── Information shown

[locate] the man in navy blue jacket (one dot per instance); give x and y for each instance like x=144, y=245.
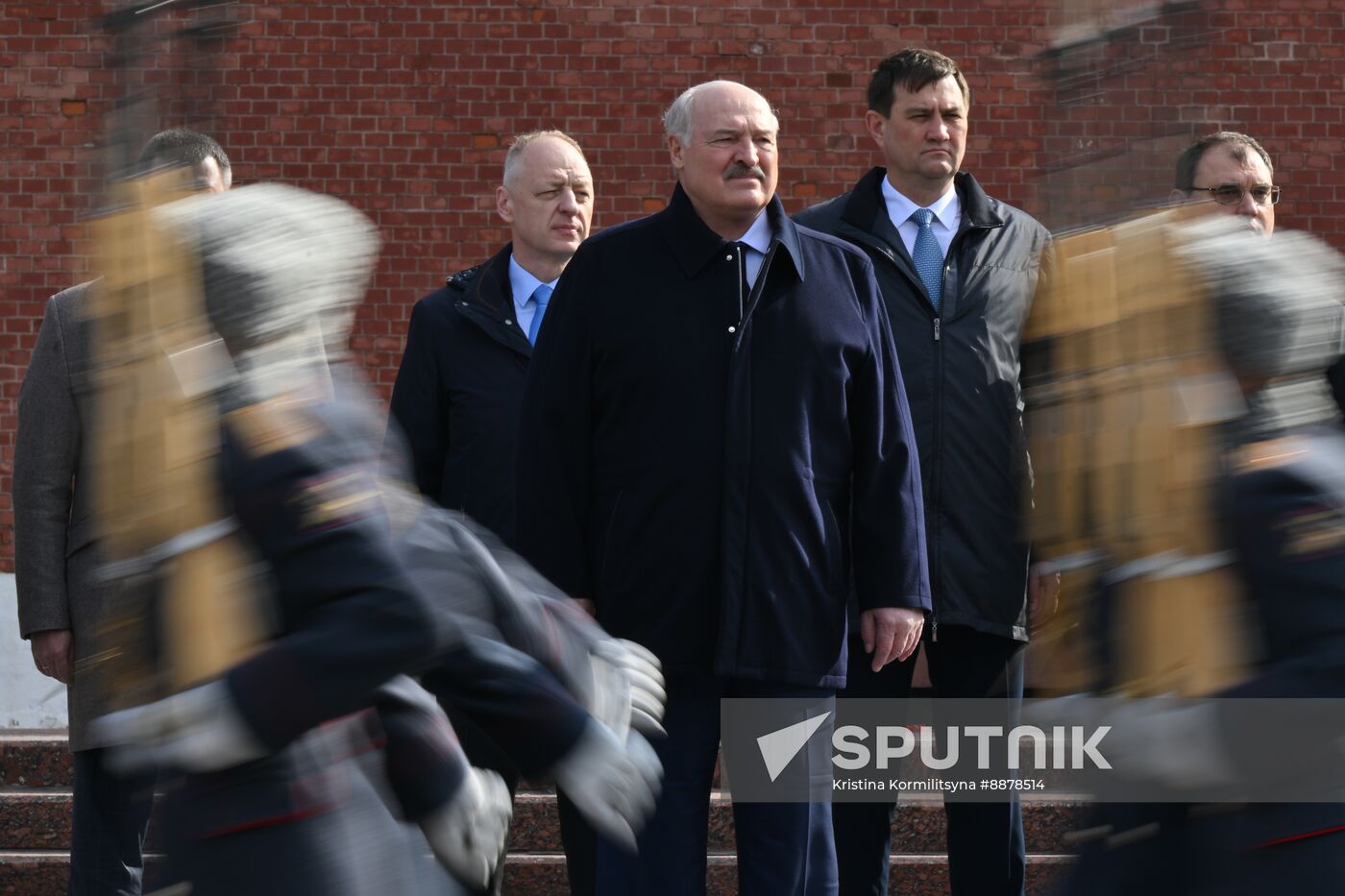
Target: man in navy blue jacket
x=716, y=449
x=958, y=271
x=460, y=382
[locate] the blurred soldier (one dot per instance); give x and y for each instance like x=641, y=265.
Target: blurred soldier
x=369, y=581
x=460, y=383
x=56, y=557
x=1282, y=500
x=958, y=271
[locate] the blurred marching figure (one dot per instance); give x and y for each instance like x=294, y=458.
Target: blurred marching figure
x=1277, y=325
x=367, y=584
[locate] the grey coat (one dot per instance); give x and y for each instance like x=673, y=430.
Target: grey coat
x=56, y=559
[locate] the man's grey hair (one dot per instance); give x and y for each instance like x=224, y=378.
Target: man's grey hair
x=183, y=147
x=676, y=120
x=1239, y=144
x=514, y=157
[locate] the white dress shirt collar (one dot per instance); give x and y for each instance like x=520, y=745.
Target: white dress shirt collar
x=522, y=284
x=947, y=211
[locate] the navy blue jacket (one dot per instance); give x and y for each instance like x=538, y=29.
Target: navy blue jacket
x=961, y=368
x=457, y=393
x=719, y=470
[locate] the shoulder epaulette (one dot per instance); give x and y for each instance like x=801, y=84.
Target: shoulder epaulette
x=1270, y=453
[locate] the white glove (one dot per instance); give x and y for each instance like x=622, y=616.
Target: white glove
x=467, y=833
x=612, y=786
x=627, y=688
x=195, y=731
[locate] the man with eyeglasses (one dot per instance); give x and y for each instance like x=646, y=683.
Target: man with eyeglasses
x=1235, y=173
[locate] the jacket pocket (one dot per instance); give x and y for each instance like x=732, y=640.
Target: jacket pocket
x=605, y=559
x=834, y=545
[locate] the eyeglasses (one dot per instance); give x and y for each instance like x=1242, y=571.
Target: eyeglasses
x=1230, y=194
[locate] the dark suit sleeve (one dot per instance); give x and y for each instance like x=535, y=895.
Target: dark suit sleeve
x=551, y=476
x=891, y=566
x=417, y=406
x=1335, y=376
x=46, y=456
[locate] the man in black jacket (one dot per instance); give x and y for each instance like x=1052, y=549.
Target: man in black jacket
x=713, y=447
x=958, y=272
x=460, y=382
x=461, y=378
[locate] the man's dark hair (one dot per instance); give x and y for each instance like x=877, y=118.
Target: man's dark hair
x=183, y=147
x=912, y=70
x=1237, y=145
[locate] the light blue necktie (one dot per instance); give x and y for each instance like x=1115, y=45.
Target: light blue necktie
x=541, y=296
x=928, y=257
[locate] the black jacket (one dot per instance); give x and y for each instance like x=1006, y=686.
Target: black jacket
x=457, y=393
x=961, y=369
x=713, y=475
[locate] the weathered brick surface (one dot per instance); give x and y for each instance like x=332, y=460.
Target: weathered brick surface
x=405, y=109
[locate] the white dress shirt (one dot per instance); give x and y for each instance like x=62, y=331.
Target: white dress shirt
x=522, y=285
x=947, y=217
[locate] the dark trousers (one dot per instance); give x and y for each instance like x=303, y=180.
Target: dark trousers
x=784, y=849
x=108, y=831
x=986, y=849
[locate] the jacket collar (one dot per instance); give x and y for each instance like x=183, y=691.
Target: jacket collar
x=491, y=287
x=695, y=245
x=867, y=210
x=490, y=303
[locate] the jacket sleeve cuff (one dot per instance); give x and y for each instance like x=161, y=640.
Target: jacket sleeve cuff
x=896, y=601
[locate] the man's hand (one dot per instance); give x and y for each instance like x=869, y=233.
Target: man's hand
x=891, y=633
x=53, y=653
x=1042, y=594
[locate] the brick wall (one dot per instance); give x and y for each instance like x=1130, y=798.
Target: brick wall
x=405, y=109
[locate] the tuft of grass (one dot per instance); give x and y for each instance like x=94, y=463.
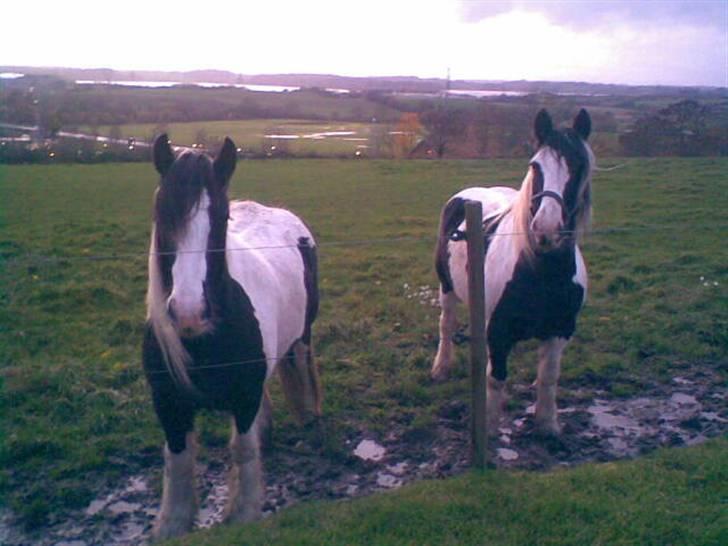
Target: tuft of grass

────

▸ **How to complete this task**
Transcribe the data verbatim. No picture belongs in the result.

▸ **Response to this exercise**
[locate] the man in navy blue jacket (one dot per instance); give x and y for each instance like x=144, y=245.
Target: man in navy blue jacket
x=716, y=449
x=958, y=271
x=460, y=382
[locate] the blurred soldier (one dot per instance); give x and y for each instance like x=641, y=265.
Target: blurred soldier
x=369, y=581
x=460, y=383
x=56, y=557
x=1282, y=500
x=958, y=271
[locate] the blurred marching figure (one dot per instance); give x and y for each instance like x=294, y=458.
Target: blurred marching figure
x=1277, y=325
x=367, y=584
[locate] the grey coat (one dot per instance); give x and y for each instance like x=673, y=430.
Target: grey coat
x=56, y=559
[locate] the man's grey hair (one dot per instance); give x and y for each instance like x=224, y=378.
Target: man's grey hair
x=183, y=147
x=676, y=120
x=1239, y=144
x=514, y=157
[locate] the white dress shirt collar (one dot per instance); give x and y for each instance like x=520, y=745.
Target: white dress shirt collar
x=522, y=284
x=947, y=211
[locate] the navy blue jacket (one dot per instance); give x and y for each instance like x=538, y=29.
Target: navy blue jacket
x=961, y=368
x=457, y=393
x=719, y=470
[locate] the shoulder epaulette (one dot per instance); give x and y for each instance like x=801, y=84.
Target: shoulder epaulette
x=1270, y=453
[locate] the white glove (one dot per instance); give x and y for each instance like x=622, y=616.
Target: white glove
x=467, y=833
x=612, y=786
x=627, y=688
x=195, y=731
[locate] the man with eyeglasses (one dot per instance); give x and y for each instance like x=646, y=683.
Target: man with eyeglasses
x=1235, y=173
[locate] the jacket pocket (one dot per instance); give x and y for each instance like x=732, y=640.
Target: jacket pocket
x=605, y=559
x=834, y=545
[locate] the eyeglasses (one dot per instance); give x and y for each instance like x=1242, y=571.
Target: eyeglasses
x=1230, y=194
[locate] the dark suit sleeve (one dot per instance); give x and y for each instance like x=535, y=895.
Target: dark suit sleeve
x=551, y=476
x=891, y=566
x=417, y=406
x=1335, y=376
x=46, y=456
[locate] the man in black jacket (one dot per instance); give x and y for each instance like x=1052, y=549.
Target: man in black jacket
x=713, y=447
x=958, y=272
x=460, y=382
x=461, y=378
[locate] the man's dark hair (one dot per instance); give x and y for each instance like x=877, y=118.
Target: man's dark hair
x=183, y=147
x=912, y=70
x=1237, y=145
[locate] the light blue necktie (one dot per instance); give x and y for each instance like x=1115, y=45.
Target: light blue necktie
x=541, y=296
x=928, y=257
[locate] the black jacket (one dot per instance); give x and y for each instance like x=1006, y=686.
Target: black jacket
x=457, y=393
x=961, y=369
x=713, y=475
[locate] the weathered brick surface (one dot per instance); give x and y for each instance like x=332, y=460.
Target: weathered brick surface
x=405, y=109
[locate] the white dress shirt (one dot per instance); give x and y for each instance like x=62, y=331.
Target: white dress shirt
x=522, y=285
x=947, y=217
[locate] the dark trousers (one dot per instance); give x and y for each instance like x=303, y=180.
Target: dark trousers
x=784, y=849
x=108, y=831
x=986, y=849
[locate] the jacket collar (one dot per instance); give x and y for each instance like x=183, y=691.
Target: jacket collar
x=491, y=287
x=695, y=245
x=867, y=210
x=490, y=303
[locate] the jacket sleeve cuff (one dot per instance); give x and y for each instance like x=161, y=640.
Target: jacket sleeve cuff
x=896, y=601
[locate] the man's hand (one dot per instance); give x and y for each instance like x=869, y=233.
Target: man's hand
x=891, y=633
x=53, y=653
x=1042, y=594
[locate] the brick wall (one dot per instance); give x and y for each instance like x=1130, y=798.
Target: brick wall
x=405, y=109
[locate] the tuft of grass (one dot per instance); give x and y for each instance like x=94, y=463.
Target: tuft of grass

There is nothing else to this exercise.